> **PAGE EXCERPT**:

A v Police HC Wanganui CRI 2009-483-22

Case

[2009] NZHC 1170

3 September 2009

No judgment structure available for this case.

This case has been anonymized

IN THE HIGH COURT OF NEW ZEALAND WANGANUI REGISTRY

CRI 2009-483-22

A

v

NEW ZEALAND POLICE

Hearing:         3 September 2009 (Heard at Wellington)

Counsel:         D Goodlet for Accused

L C Rowe for Crown

Judgment:      3 September 2009

JUDGMENT OF SIMON FRANCE J (Appeal against conviction)

[1]      This is an unopposed appeal against conviction.   For reasons that can be briefly stated I consider that the Crown concession is proper.  The issue which arises for me is whether its request for a rehearing should be granted.

Facts

[2]      Mr A   was charged with driving while disqualified.

[3]      On 16 January 2009 an off duty officer was involved in a driving incident.  A

green Cherokee jeep was accelerating fast away from lights on the inside of the

A V NEW ZEALAND POLICE HC WANG CRI 2009-483-22 3 September 2009

officer.  He went to change lanes; the officer tooted his horn and the driver of the jeep gestured with his fingers.  There then followed a short period of harassment by the jeep driver, including tailgating before they turned in opposite directions.  The officer did not get the number plate.  He went to the police station and filed a report. He had a good opportunity to see the person, and he noticed heavy tattooing on the right arm and hand.

[4]      One week later, while on duty, he saw the jeep parked in Hackett Street, Wanganui.  He took the registration number.  Two to three days later he drove by the address.   The jeep was not there but sitting on the porch was the man the officer believes was the driver.  Nothing else was done about that.  In Court the officer made a dock ID of Mr A  .

[5]      Mr A   was not arrested on this matter till three months later.  Why it had come to be believed he was the driver is not known.

Discussion

[6]      That is the extent of the police evidence.  The appeal has preceded on one of counsel error, it being said that Mr A  ’ alibi defence was not put.   The alibi witness was called but proper alibi evidence was not led from him.  Mr A   was not called.   His version of why, and the advice he says he received, if accepted would indicate a significant counsel error.

[7]      There is no affidavit from trial counsel.  Mr Rowe has spoken to her and has included in his submission the gist of counsel’s response.   No affidavit is filed because the Crown accept that, regardless of whose fault it is, the defence was not put.  A rehearing is sought.

[8]      Mr A   evidence, amongst other things, is that he knows the person who lives at the address outside which the jeep was parked.  He is a person who scares Mr A   so that is why he did not approach him prior to trial.  Mr A   says this person has tattooing as described by the prosecution witness.

[9]      The   experienced   District   Court   Judge   was   plainly   concerned   about identification, and what he perceived was an elusive alibi defence.   He asked the alibi witness to describe Mr A  ’ tattooing.  I presume this was done to read into the record what the Judge could see in Court.  Mr A  , on counsel’s instructions, was sitting in Court with his right sleeve rolled up, and the other rolled down.  The description does not seem to match the off duty officer’s description of the driver’s. The Judge concluded that the absence of evidence from the accused was enough in this case to see the prosecution onus as discharged.

> **PROBLEM A**: From the listing below, keep only the lines that contain the string "rocky" and copy each one out.

> **DATA ROWS**:

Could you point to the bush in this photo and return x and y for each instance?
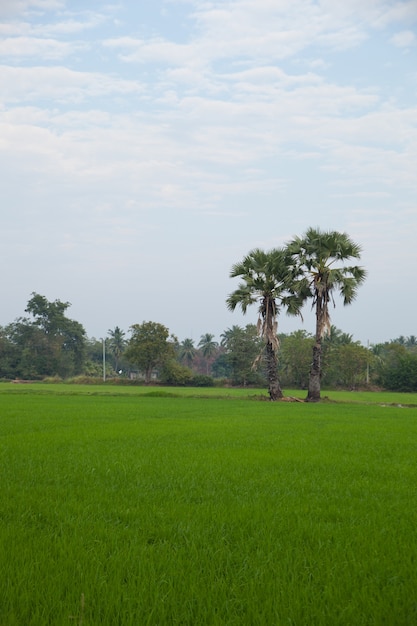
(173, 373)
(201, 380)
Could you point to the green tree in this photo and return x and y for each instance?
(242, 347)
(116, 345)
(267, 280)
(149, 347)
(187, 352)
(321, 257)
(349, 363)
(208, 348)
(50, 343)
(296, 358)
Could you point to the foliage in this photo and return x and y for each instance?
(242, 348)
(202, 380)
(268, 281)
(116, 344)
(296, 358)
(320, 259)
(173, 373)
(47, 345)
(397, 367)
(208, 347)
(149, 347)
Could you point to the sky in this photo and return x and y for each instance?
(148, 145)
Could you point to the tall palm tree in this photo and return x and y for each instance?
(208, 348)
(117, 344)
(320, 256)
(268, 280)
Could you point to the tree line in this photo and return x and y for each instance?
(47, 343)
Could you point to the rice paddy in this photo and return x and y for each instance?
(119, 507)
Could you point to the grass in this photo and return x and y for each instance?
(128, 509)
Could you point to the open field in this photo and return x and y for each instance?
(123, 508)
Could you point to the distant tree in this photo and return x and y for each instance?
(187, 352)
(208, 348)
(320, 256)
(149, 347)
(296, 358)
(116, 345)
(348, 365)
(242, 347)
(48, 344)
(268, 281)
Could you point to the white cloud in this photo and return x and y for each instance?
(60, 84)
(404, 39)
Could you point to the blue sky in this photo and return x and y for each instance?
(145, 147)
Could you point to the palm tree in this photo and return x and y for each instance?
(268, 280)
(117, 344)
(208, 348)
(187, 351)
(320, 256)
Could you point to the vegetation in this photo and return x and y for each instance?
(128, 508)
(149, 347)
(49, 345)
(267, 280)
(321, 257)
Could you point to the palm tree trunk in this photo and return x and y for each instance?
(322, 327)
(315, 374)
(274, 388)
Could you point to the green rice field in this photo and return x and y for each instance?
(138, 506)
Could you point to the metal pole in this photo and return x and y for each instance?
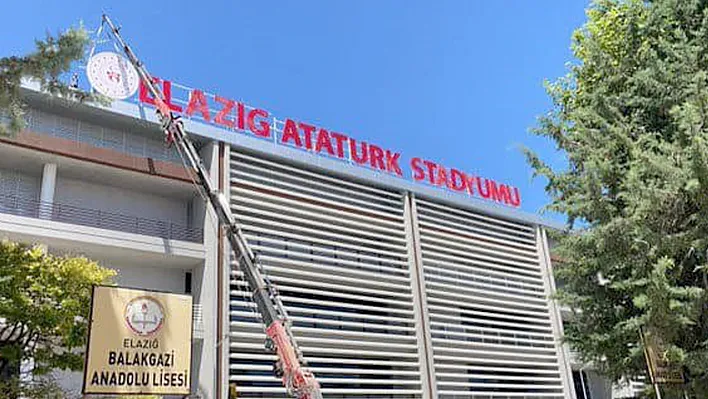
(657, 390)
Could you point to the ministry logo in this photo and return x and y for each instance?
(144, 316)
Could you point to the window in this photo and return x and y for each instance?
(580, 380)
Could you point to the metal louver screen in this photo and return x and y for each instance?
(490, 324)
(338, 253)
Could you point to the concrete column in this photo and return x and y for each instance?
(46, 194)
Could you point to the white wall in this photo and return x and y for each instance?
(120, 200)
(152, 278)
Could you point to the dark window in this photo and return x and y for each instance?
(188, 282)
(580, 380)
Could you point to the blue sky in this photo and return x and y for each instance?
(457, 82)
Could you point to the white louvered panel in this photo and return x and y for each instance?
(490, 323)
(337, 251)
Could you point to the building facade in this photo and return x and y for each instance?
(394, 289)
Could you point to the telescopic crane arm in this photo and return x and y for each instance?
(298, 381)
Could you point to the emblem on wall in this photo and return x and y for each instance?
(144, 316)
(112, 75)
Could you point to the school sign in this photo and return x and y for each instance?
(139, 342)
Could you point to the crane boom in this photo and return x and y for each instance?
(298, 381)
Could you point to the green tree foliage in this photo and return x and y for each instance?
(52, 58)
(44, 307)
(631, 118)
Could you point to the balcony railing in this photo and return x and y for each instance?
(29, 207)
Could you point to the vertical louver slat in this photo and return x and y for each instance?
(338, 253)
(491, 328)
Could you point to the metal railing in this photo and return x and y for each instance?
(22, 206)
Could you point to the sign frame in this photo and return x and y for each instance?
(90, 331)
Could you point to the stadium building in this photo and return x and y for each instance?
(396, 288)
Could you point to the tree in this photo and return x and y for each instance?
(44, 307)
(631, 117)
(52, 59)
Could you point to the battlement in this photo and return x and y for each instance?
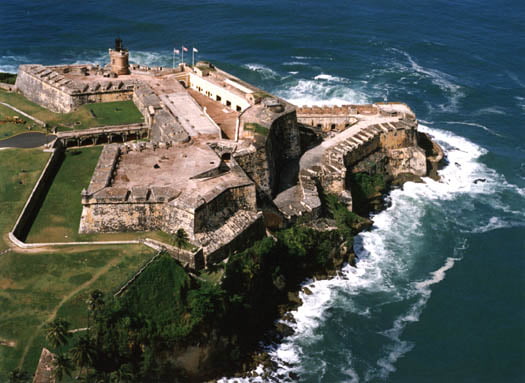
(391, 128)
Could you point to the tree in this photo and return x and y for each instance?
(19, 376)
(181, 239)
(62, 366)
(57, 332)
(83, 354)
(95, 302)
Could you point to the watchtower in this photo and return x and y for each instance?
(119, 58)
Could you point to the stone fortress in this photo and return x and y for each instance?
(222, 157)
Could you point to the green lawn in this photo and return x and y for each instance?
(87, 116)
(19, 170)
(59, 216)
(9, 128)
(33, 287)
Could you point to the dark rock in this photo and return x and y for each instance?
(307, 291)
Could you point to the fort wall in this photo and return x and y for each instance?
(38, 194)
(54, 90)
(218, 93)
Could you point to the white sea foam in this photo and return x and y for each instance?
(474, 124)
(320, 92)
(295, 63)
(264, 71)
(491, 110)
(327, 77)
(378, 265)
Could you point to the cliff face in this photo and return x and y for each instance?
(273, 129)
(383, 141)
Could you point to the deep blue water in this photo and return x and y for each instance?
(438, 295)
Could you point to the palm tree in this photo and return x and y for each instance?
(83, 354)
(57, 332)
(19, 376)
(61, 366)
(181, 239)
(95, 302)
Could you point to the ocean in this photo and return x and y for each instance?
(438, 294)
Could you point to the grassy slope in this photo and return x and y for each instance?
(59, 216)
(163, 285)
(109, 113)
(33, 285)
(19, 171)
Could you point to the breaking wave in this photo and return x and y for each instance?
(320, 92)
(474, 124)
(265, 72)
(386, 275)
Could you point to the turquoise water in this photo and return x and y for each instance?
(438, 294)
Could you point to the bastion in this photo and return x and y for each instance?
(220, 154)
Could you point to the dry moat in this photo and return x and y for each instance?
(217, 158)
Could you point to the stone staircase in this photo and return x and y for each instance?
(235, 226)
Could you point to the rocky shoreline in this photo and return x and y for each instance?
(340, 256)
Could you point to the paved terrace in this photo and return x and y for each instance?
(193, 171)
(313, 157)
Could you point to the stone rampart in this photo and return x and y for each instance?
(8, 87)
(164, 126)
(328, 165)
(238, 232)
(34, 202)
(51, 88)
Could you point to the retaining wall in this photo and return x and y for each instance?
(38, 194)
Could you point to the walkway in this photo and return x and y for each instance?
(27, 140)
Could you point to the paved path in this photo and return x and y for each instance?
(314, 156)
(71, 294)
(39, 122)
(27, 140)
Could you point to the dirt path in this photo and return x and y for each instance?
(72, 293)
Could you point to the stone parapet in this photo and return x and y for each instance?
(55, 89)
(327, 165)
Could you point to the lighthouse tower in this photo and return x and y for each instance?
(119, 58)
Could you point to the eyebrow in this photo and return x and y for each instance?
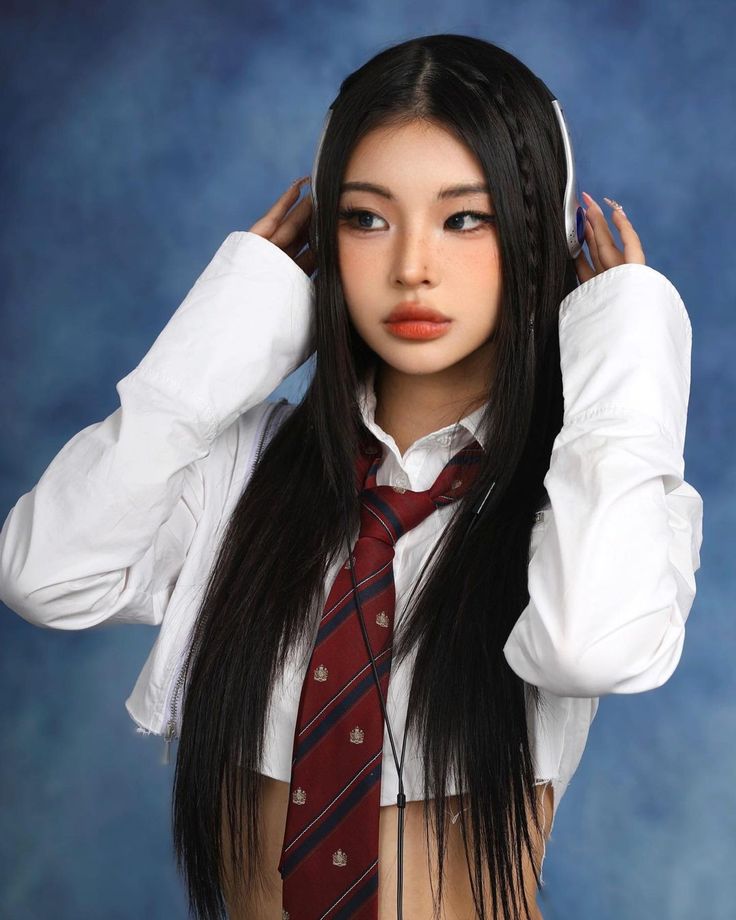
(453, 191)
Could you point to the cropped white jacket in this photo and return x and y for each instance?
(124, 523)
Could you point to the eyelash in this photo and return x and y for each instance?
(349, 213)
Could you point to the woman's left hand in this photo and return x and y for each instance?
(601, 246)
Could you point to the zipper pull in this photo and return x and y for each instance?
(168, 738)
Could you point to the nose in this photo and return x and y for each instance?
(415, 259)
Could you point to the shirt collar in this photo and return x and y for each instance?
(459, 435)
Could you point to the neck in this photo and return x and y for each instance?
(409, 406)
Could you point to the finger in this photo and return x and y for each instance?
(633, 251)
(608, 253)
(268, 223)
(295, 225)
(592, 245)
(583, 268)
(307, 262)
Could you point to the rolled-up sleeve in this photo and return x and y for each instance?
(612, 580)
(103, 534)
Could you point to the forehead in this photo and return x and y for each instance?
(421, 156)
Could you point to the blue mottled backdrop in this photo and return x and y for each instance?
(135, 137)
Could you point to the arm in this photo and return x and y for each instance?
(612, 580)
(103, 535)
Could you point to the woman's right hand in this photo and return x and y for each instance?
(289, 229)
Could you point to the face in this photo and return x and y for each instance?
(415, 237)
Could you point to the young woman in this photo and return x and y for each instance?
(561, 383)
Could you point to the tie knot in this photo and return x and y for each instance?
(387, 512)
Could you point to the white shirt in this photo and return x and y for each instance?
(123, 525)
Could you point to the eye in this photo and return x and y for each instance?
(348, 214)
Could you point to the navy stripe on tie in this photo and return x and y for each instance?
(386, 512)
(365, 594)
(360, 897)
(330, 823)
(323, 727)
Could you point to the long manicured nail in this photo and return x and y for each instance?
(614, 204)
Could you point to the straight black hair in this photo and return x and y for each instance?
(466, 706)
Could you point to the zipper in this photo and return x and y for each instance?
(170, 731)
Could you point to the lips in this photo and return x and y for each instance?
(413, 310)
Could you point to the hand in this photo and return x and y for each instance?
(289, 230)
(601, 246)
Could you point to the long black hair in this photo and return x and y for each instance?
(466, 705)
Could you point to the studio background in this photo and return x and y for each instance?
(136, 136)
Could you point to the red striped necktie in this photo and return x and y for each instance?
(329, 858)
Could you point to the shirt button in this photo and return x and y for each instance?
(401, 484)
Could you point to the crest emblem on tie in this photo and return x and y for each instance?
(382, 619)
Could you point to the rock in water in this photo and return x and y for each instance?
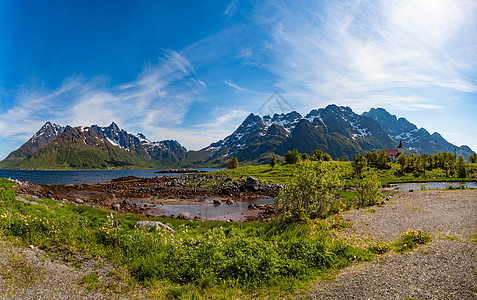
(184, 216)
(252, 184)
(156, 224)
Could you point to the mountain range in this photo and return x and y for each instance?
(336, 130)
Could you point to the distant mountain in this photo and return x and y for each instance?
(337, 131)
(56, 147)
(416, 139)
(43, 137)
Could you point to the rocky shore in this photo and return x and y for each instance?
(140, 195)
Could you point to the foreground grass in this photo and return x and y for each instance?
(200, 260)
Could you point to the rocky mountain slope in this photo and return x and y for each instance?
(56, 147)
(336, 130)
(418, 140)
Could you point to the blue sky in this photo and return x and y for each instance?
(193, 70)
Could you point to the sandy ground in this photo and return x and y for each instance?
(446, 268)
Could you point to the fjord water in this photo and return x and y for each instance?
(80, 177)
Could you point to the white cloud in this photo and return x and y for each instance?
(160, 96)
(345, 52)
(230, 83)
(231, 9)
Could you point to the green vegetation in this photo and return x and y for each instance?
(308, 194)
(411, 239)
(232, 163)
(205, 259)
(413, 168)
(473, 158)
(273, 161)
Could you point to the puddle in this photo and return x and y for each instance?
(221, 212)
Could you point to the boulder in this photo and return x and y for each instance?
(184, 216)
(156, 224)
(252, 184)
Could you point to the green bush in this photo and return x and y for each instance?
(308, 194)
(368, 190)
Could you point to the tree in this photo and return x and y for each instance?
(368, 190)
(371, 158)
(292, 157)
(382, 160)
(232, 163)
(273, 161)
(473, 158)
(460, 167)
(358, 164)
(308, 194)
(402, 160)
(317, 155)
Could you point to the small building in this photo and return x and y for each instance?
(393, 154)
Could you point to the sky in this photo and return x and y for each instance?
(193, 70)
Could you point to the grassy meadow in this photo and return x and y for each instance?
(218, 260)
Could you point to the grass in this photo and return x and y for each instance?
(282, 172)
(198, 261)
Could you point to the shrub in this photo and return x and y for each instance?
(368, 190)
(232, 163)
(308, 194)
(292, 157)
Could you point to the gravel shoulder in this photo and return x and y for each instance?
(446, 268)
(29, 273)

> **PROBLEM B**: In the court judgment above, where did the officer see the jeep parked one week after the driving incident?

> **FINAL ANSWER A**:
Could you point to the rocky shoreline in this photo and return x and y for each instance?
Could you point to the rocky shore in this photo and return x and y for each instance?
Could you point to the rocky mountain slope in this photo and return x and y for each instance?

> **FINAL ANSWER B**: In Hackett Street, Wanganui.